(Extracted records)
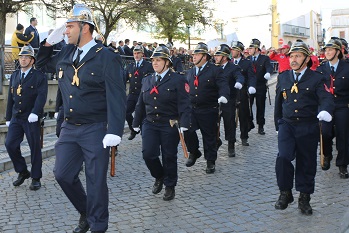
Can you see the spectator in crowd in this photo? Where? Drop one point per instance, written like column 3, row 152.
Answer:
column 18, row 41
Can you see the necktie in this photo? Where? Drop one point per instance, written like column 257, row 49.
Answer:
column 297, row 76
column 77, row 59
column 332, row 70
column 22, row 78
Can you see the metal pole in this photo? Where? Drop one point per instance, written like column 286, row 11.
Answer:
column 188, row 37
column 2, row 66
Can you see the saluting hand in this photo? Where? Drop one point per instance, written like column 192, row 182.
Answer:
column 33, row 118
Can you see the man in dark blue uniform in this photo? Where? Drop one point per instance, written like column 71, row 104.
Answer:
column 90, row 78
column 208, row 89
column 247, row 89
column 235, row 79
column 30, row 30
column 336, row 71
column 262, row 68
column 300, row 99
column 164, row 97
column 25, row 106
column 135, row 73
column 177, row 65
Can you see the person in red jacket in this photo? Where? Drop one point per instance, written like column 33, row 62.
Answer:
column 282, row 58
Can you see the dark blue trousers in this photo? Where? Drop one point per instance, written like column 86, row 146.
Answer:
column 15, row 134
column 228, row 114
column 156, row 136
column 244, row 113
column 297, row 141
column 130, row 108
column 75, row 145
column 341, row 132
column 204, row 119
column 260, row 105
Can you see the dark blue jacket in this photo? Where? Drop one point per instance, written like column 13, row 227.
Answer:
column 340, row 82
column 233, row 73
column 212, row 85
column 171, row 102
column 135, row 76
column 100, row 96
column 31, row 99
column 307, row 103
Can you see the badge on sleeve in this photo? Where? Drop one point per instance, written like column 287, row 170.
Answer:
column 187, row 88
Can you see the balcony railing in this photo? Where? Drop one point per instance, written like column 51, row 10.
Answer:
column 292, row 30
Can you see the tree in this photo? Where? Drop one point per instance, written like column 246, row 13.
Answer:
column 174, row 16
column 9, row 7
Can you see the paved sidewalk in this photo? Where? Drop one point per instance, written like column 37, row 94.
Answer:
column 239, row 197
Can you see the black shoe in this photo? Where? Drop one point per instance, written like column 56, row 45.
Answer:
column 303, row 204
column 35, row 185
column 261, row 130
column 83, row 226
column 219, row 143
column 211, row 167
column 169, row 193
column 343, row 172
column 231, row 149
column 250, row 126
column 244, row 142
column 192, row 158
column 285, row 198
column 132, row 135
column 327, row 163
column 21, row 178
column 157, row 187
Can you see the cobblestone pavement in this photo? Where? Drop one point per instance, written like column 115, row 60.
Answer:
column 238, row 197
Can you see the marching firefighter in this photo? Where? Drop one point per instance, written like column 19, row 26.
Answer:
column 164, row 97
column 301, row 101
column 232, row 72
column 208, row 89
column 336, row 71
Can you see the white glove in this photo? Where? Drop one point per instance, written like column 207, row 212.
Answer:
column 182, row 129
column 267, row 76
column 324, row 116
column 222, row 100
column 33, row 118
column 238, row 85
column 252, row 90
column 111, row 140
column 57, row 35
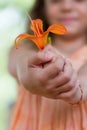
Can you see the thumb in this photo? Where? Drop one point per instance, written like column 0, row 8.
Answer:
column 41, row 57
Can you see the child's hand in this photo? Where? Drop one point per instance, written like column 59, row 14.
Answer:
column 37, row 70
column 66, row 84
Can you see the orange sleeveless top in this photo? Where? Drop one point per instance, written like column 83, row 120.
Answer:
column 33, row 112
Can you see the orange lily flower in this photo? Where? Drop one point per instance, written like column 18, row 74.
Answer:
column 40, row 37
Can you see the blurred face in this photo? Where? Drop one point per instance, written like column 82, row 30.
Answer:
column 71, row 13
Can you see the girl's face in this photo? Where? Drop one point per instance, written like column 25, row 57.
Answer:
column 71, row 13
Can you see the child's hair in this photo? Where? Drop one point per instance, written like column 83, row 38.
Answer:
column 38, row 12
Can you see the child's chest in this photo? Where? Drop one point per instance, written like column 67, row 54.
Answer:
column 83, row 74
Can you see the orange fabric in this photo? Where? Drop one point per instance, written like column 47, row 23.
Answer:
column 33, row 112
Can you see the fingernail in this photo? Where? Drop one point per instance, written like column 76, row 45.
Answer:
column 48, row 55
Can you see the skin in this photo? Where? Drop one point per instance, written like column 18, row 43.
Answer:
column 49, row 73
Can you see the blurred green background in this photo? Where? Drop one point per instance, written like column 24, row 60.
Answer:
column 13, row 20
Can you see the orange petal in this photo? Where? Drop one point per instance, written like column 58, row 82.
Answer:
column 37, row 27
column 21, row 37
column 57, row 29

Task instructions: Scan the records above for the word "child". Copy each line that has it.

Answer to this problem:
Can you see the child's hand in this photo? Where? Drop one point per instance, written like column 59, row 14.
Can you see the child's hair in this photo? Where? Drop one point per instance, written like column 83, row 38.
Can you see the child's chest in this photo? Where? Drop one point per instance, written like column 67, row 54.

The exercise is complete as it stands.